= WHAT YOU ARE ASKED TO DO =
Here are some entries. Repeat all of them exactly.

= DATA EXCERPTS =
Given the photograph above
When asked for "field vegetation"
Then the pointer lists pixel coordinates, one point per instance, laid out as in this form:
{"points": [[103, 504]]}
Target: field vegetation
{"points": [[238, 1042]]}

= TASK SOLUTION =
Given the photograph above
When asked for "field vegetation"
Then the pointer lists pixel coordinates, one point per instance, laid out as in this form:
{"points": [[103, 504]]}
Target: field vegetation
{"points": [[238, 1042]]}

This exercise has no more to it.